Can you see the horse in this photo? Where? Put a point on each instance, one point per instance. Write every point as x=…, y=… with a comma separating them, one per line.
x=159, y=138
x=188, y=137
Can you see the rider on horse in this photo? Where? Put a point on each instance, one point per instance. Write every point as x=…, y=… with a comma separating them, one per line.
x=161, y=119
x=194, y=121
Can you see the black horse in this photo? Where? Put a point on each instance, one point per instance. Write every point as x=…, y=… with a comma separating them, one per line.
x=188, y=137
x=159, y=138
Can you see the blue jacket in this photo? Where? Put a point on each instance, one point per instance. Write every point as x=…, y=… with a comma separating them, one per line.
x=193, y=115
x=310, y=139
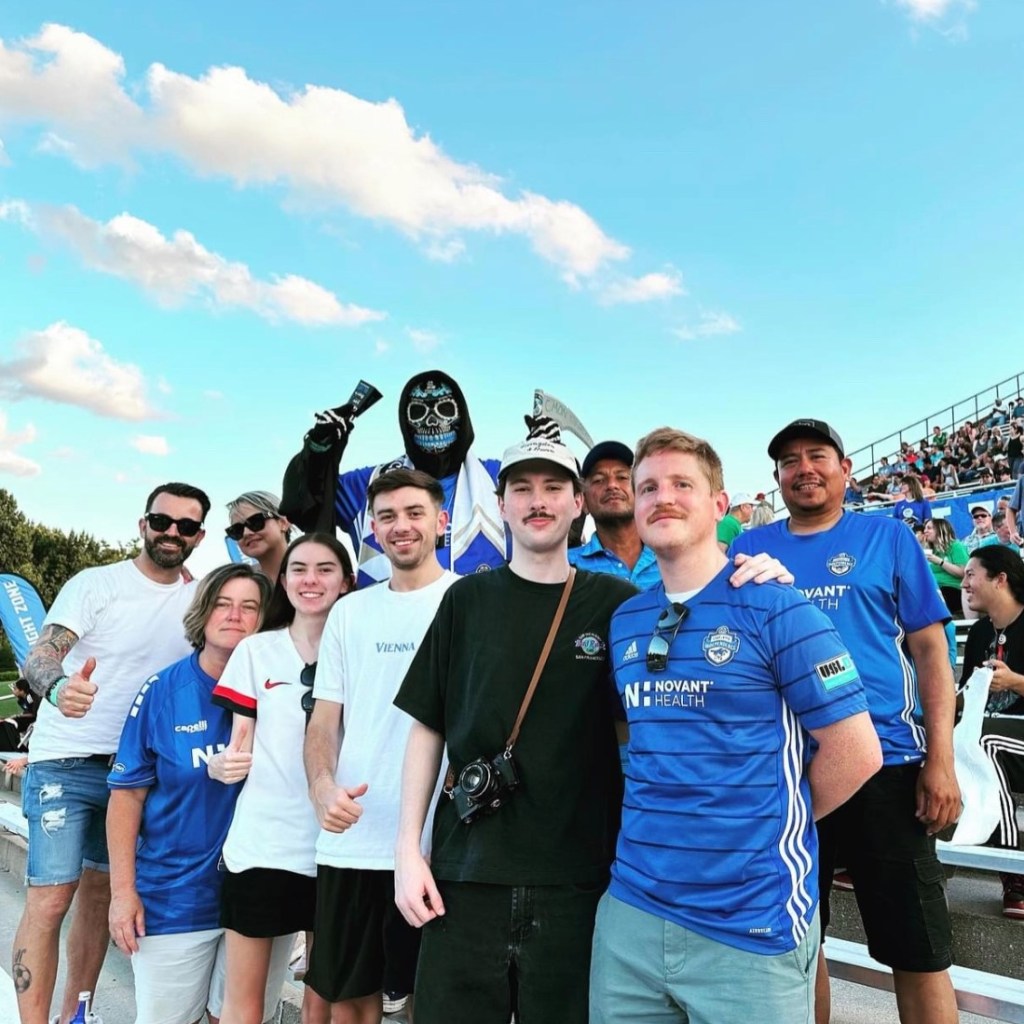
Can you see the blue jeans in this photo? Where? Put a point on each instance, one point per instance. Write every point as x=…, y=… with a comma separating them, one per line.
x=65, y=802
x=504, y=947
x=647, y=969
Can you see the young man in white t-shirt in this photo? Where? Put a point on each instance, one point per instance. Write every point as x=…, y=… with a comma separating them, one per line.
x=110, y=629
x=354, y=749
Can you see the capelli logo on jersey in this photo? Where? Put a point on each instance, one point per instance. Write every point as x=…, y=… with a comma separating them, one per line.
x=590, y=647
x=721, y=645
x=841, y=564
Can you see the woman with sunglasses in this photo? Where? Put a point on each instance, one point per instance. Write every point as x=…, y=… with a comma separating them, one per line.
x=259, y=529
x=167, y=819
x=269, y=887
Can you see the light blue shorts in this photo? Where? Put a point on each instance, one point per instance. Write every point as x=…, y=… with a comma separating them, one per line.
x=647, y=969
x=65, y=802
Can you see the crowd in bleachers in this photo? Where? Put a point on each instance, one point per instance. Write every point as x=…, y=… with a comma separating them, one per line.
x=989, y=451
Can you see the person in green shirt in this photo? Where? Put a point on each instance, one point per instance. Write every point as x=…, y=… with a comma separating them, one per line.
x=731, y=524
x=947, y=557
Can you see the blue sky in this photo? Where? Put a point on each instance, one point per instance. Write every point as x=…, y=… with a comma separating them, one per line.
x=719, y=216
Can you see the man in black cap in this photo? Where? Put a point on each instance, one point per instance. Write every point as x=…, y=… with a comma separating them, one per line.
x=868, y=574
x=615, y=547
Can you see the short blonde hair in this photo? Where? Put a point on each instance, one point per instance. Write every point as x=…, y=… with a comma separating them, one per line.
x=670, y=439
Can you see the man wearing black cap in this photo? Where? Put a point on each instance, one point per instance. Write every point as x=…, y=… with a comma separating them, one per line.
x=868, y=574
x=615, y=547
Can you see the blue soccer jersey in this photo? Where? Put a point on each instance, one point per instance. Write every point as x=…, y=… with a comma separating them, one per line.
x=869, y=577
x=171, y=732
x=717, y=832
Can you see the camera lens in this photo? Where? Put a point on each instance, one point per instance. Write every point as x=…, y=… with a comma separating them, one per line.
x=475, y=779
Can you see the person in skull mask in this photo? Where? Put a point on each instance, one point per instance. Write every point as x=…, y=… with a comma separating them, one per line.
x=438, y=438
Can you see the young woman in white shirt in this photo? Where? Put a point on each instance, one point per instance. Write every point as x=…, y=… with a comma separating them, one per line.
x=269, y=887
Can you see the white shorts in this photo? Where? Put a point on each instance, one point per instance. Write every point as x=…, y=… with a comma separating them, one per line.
x=177, y=977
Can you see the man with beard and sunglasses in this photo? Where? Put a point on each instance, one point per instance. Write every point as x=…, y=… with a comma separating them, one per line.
x=438, y=438
x=110, y=629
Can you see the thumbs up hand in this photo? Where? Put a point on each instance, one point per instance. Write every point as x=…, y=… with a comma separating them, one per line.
x=231, y=765
x=75, y=697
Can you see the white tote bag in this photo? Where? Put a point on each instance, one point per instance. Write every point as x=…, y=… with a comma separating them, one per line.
x=975, y=773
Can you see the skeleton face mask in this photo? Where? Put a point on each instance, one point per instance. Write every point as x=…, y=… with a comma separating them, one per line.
x=433, y=416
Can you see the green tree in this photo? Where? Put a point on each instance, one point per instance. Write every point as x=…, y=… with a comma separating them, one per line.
x=47, y=557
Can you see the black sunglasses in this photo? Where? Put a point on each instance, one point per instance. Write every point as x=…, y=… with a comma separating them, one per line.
x=307, y=677
x=255, y=523
x=657, y=650
x=162, y=523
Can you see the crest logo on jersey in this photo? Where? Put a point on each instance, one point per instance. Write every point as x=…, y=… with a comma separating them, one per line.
x=841, y=564
x=720, y=645
x=591, y=647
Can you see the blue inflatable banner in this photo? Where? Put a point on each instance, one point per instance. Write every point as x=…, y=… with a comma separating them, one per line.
x=22, y=613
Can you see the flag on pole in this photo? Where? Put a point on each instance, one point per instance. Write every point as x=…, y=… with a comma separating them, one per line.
x=22, y=613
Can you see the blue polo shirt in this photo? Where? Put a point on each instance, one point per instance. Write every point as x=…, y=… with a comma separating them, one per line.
x=594, y=557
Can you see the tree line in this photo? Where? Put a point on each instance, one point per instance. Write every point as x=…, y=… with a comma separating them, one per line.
x=47, y=557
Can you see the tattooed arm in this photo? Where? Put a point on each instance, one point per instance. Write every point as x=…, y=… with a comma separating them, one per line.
x=42, y=667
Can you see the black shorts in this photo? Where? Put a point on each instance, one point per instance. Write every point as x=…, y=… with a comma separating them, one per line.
x=504, y=948
x=361, y=943
x=897, y=878
x=263, y=902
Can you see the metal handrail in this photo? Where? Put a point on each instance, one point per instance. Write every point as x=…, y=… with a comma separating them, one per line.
x=950, y=418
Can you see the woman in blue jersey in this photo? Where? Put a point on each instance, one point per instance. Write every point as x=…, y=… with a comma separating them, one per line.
x=167, y=819
x=269, y=854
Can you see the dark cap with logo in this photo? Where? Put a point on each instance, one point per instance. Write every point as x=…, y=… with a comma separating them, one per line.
x=806, y=428
x=606, y=450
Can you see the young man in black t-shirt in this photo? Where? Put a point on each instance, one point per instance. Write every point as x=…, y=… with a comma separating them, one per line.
x=993, y=586
x=509, y=899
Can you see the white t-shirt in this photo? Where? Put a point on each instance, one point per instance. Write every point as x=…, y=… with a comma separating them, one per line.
x=132, y=626
x=368, y=644
x=274, y=824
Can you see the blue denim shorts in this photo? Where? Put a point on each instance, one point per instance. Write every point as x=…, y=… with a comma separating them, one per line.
x=65, y=802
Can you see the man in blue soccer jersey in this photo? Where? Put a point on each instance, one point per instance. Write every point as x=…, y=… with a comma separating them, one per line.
x=747, y=721
x=870, y=579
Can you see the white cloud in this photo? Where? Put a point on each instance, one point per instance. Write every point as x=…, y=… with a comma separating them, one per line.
x=645, y=289
x=324, y=144
x=151, y=444
x=10, y=461
x=423, y=341
x=709, y=325
x=62, y=364
x=934, y=10
x=177, y=268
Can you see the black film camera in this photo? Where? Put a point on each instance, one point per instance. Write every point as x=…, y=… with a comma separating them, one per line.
x=483, y=785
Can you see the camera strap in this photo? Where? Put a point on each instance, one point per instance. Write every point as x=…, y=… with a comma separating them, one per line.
x=541, y=662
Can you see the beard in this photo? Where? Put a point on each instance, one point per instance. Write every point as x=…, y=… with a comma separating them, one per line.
x=166, y=559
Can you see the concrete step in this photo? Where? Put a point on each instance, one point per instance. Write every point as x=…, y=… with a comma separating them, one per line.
x=983, y=939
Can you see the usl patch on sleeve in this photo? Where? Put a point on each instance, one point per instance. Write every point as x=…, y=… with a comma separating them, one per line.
x=837, y=672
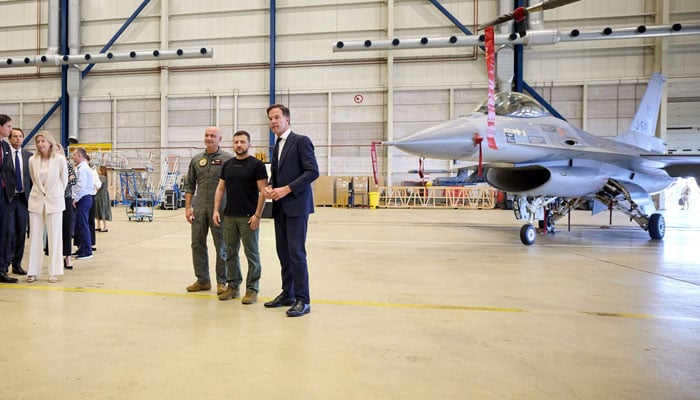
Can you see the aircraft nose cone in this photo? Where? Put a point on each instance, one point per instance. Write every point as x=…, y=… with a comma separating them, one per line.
x=450, y=140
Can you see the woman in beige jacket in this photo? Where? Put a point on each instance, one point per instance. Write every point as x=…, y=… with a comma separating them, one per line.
x=49, y=173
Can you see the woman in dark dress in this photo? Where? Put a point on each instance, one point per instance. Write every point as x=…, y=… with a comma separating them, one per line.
x=103, y=206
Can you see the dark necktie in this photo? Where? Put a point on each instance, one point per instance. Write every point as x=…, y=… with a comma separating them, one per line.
x=18, y=173
x=275, y=156
x=2, y=152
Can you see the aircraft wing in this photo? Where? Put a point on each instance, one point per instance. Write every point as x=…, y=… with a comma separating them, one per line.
x=678, y=166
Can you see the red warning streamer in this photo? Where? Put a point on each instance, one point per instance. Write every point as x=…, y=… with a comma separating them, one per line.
x=477, y=141
x=490, y=68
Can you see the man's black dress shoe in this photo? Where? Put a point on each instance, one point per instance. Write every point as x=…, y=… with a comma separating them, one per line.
x=298, y=309
x=280, y=301
x=19, y=270
x=6, y=279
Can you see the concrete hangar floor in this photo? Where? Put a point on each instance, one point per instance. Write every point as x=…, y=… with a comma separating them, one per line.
x=406, y=304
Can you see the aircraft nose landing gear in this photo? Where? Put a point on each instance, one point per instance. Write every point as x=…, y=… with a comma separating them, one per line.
x=528, y=234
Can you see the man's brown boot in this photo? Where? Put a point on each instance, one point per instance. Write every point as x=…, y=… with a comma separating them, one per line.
x=251, y=297
x=231, y=292
x=198, y=287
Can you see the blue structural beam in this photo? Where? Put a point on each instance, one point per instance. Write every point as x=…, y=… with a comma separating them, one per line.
x=63, y=48
x=519, y=85
x=63, y=100
x=273, y=66
x=451, y=17
x=119, y=32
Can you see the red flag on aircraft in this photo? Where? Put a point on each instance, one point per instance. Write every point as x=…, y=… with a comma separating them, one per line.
x=490, y=68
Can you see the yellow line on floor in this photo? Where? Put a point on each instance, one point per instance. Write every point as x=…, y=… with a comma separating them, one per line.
x=382, y=304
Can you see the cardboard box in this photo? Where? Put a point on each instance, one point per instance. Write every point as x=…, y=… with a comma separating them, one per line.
x=323, y=191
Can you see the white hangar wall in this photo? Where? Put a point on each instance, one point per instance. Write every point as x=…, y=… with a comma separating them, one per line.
x=166, y=105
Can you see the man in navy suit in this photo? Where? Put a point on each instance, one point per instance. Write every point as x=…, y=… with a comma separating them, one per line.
x=7, y=190
x=18, y=215
x=294, y=167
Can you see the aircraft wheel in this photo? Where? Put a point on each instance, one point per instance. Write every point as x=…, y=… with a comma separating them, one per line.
x=527, y=234
x=657, y=226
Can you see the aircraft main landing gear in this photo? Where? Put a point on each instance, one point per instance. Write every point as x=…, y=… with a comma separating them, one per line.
x=657, y=226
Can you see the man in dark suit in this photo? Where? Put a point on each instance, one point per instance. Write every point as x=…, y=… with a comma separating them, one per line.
x=7, y=185
x=294, y=167
x=18, y=214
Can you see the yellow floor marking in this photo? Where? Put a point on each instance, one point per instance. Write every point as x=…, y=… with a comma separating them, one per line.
x=357, y=303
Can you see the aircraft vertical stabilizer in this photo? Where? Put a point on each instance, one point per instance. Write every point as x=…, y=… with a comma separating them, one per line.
x=642, y=130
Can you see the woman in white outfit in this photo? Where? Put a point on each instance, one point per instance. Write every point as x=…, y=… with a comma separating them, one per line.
x=49, y=172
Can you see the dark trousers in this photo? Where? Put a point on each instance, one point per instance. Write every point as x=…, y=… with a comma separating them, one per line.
x=82, y=226
x=91, y=221
x=4, y=242
x=17, y=220
x=290, y=238
x=68, y=216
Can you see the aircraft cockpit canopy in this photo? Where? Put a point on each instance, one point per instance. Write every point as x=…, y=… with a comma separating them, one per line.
x=514, y=104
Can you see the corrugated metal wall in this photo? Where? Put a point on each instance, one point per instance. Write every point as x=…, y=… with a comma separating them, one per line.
x=121, y=103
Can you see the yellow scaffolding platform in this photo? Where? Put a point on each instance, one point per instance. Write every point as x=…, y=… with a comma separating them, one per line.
x=467, y=197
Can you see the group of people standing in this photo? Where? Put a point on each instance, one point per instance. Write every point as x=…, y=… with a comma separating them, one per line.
x=44, y=194
x=224, y=193
x=236, y=185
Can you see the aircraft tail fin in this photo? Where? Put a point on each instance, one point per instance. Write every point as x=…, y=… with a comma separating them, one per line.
x=643, y=127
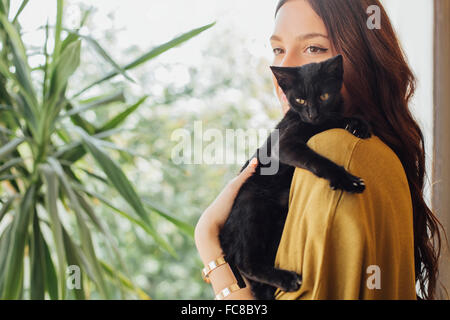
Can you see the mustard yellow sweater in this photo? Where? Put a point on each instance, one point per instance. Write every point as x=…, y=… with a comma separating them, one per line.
x=350, y=246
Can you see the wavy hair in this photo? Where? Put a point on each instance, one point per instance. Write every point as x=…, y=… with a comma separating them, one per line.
x=380, y=84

---------------

*About this task*:
Print nothing but the lines from the one that contains "Can you see the wavy" to the final line of the data, both included, exactly as they read.

*Response for this exercise*:
Can you see the wavy hair in this photo? Where? Put a point on each instance, one point per instance. Write every point as x=…, y=… with a comma separating them, one per line.
x=380, y=84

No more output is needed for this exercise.